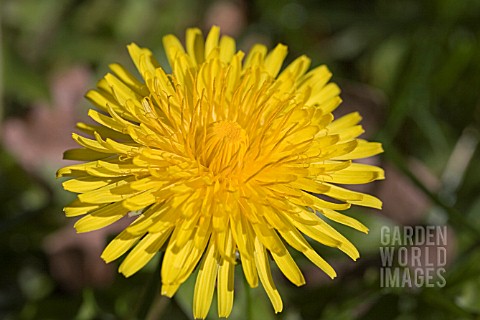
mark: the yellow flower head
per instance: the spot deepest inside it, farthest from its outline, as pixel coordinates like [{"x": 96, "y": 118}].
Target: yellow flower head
[{"x": 219, "y": 161}]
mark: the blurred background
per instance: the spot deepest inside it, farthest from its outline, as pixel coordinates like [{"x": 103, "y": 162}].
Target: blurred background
[{"x": 412, "y": 69}]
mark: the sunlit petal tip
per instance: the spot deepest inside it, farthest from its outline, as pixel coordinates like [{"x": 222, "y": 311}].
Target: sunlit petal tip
[{"x": 219, "y": 163}]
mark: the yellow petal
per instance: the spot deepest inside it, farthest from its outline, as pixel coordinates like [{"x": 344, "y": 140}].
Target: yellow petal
[
  {"x": 265, "y": 275},
  {"x": 143, "y": 252},
  {"x": 205, "y": 284}
]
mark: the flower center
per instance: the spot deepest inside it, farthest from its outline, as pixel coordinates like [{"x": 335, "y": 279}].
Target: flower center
[{"x": 225, "y": 146}]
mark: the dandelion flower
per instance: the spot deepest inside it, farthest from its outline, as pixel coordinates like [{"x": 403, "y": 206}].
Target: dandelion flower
[{"x": 226, "y": 160}]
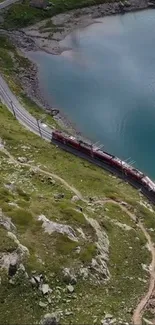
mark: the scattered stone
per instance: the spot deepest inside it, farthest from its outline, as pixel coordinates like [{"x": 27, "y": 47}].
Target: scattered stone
[
  {"x": 68, "y": 313},
  {"x": 11, "y": 281},
  {"x": 23, "y": 250},
  {"x": 79, "y": 208},
  {"x": 68, "y": 276},
  {"x": 10, "y": 262},
  {"x": 6, "y": 222},
  {"x": 33, "y": 282},
  {"x": 42, "y": 304},
  {"x": 75, "y": 198},
  {"x": 127, "y": 3},
  {"x": 45, "y": 289},
  {"x": 59, "y": 196},
  {"x": 49, "y": 300},
  {"x": 84, "y": 272},
  {"x": 108, "y": 316},
  {"x": 50, "y": 227},
  {"x": 38, "y": 278},
  {"x": 51, "y": 181},
  {"x": 70, "y": 288},
  {"x": 51, "y": 319},
  {"x": 102, "y": 249}
]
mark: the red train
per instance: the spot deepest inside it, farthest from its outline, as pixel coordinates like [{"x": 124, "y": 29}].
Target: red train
[{"x": 111, "y": 160}]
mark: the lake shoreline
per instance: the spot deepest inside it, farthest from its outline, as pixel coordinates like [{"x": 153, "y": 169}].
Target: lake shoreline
[{"x": 36, "y": 38}]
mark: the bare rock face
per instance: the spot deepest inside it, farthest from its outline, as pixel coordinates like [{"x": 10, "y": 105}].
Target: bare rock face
[
  {"x": 51, "y": 319},
  {"x": 68, "y": 276},
  {"x": 10, "y": 262},
  {"x": 6, "y": 222},
  {"x": 99, "y": 263},
  {"x": 50, "y": 227}
]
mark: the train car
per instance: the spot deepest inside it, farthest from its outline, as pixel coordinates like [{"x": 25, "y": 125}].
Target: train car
[
  {"x": 65, "y": 139},
  {"x": 150, "y": 185},
  {"x": 105, "y": 157}
]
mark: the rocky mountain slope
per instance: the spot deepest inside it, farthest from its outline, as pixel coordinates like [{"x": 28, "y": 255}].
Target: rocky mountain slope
[{"x": 71, "y": 244}]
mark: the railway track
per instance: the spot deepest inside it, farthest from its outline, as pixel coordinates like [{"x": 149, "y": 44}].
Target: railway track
[{"x": 35, "y": 126}]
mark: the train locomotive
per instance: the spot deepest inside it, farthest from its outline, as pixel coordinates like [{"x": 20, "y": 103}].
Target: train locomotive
[{"x": 103, "y": 156}]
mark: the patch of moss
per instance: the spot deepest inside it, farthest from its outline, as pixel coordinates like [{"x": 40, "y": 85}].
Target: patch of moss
[
  {"x": 6, "y": 243},
  {"x": 21, "y": 217}
]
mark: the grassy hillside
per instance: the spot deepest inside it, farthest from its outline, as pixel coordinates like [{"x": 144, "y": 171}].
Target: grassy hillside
[
  {"x": 44, "y": 188},
  {"x": 21, "y": 14}
]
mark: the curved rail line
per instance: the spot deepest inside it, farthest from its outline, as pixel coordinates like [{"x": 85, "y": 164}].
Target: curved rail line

+ + + + + + +

__WORK ORDER__
Each line of the listing above belongs in the answer exactly as written; the pictures do not.

__TASK RESPONSE__
mark: the yellow flower head
per instance: the spot deepest inside it, farthest from its outline, as pixel coordinates like [{"x": 96, "y": 118}].
Target: yellow flower head
[{"x": 219, "y": 161}]
mark: the blurred background
per instance: the spot deepest inside it, farthest from its outline, as pixel coordinates like [{"x": 103, "y": 162}].
Target: blurred background
[{"x": 412, "y": 69}]
mark: the sunlit petal tip
per instance: the spot deepest inside it, farthest from its outline, as pixel coordinates like [{"x": 222, "y": 311}].
Target: sunlit petal tip
[{"x": 219, "y": 163}]
mark: the yellow petal
per instance: the spot deepest inside it, farthest from its outline, as pixel coordinates like [{"x": 344, "y": 140}].
Target: yellow petal
[
  {"x": 265, "y": 275},
  {"x": 143, "y": 252},
  {"x": 205, "y": 284}
]
mark: the flower center
per instance: the spot deepest inside it, farthest from its outline, as pixel coordinates like [{"x": 335, "y": 279}].
Target: flower center
[{"x": 225, "y": 146}]
mark: the dandelion flower
per instance: the spot deepest inside it, farthest from its outline, as pixel coordinates like [{"x": 403, "y": 206}].
Target: dandelion flower
[{"x": 226, "y": 160}]
mark: the scattered stone
per instance: the spot deepest inside it, farthest from its outline, as pixel coordinates like [{"x": 27, "y": 47}].
Target: scattered stone
[
  {"x": 68, "y": 313},
  {"x": 11, "y": 281},
  {"x": 23, "y": 250},
  {"x": 79, "y": 208},
  {"x": 68, "y": 276},
  {"x": 10, "y": 262},
  {"x": 6, "y": 222},
  {"x": 33, "y": 282},
  {"x": 42, "y": 304},
  {"x": 75, "y": 198},
  {"x": 127, "y": 3},
  {"x": 45, "y": 289},
  {"x": 59, "y": 196},
  {"x": 49, "y": 300},
  {"x": 84, "y": 272},
  {"x": 108, "y": 316},
  {"x": 50, "y": 227},
  {"x": 38, "y": 278},
  {"x": 51, "y": 181},
  {"x": 70, "y": 288},
  {"x": 51, "y": 319},
  {"x": 102, "y": 249}
]
mark: the red train
per instance: the spot deepest inside it, farthest from its outline, as pixel coordinates like [{"x": 124, "y": 29}].
Target: red train
[{"x": 111, "y": 160}]
mark: the lake shoreline
per instance: the spot deepest inside it, farthest from its outline, as pixel coordinates like [{"x": 153, "y": 169}].
Target: lake shoreline
[{"x": 36, "y": 38}]
mark: the bare rock face
per instance: the spot deepest inside it, farthest from its outline, as pixel coordinates like [{"x": 10, "y": 105}].
Target: bare rock face
[
  {"x": 51, "y": 319},
  {"x": 68, "y": 276},
  {"x": 10, "y": 262},
  {"x": 6, "y": 222},
  {"x": 99, "y": 263},
  {"x": 50, "y": 227}
]
mark: the train car
per instance: the spot deepest inside it, farthest from its outline, as pixel coordinates like [{"x": 25, "y": 125}].
Target: train car
[
  {"x": 65, "y": 139},
  {"x": 150, "y": 185},
  {"x": 105, "y": 157}
]
mark: the rocky mountain slope
per instance: the spot deepest inside it, farthest from its outline, as pixel coordinates like [{"x": 28, "y": 255}].
Target: rocky mountain slope
[{"x": 71, "y": 244}]
mark: the railway track
per instance: the spot deepest inside it, farthest from its outline, as pixel coordinates like [{"x": 149, "y": 44}].
Target: railway track
[{"x": 35, "y": 126}]
mark: the train locomotive
per instance: the spot deepest inside it, farthest from its outline, as pixel coordinates like [{"x": 20, "y": 103}].
Target: train locomotive
[{"x": 103, "y": 156}]
mark: the patch of moss
per instance: the spot deepest inside it, farthest from its outline, as pixel coordinates like [{"x": 40, "y": 85}].
Target: patch of moss
[
  {"x": 6, "y": 243},
  {"x": 21, "y": 217}
]
mark: the grassy hillside
per instance: the spot deepest inside it, farthest from its outline, as pixel coordinates like [{"x": 144, "y": 171}].
Target: grassy hillside
[
  {"x": 44, "y": 188},
  {"x": 21, "y": 14}
]
mark: the curved rail line
per instance: the spot deepest inside it, farthest from its outline, as pixel coordinates like [{"x": 85, "y": 164}].
Target: curved rail line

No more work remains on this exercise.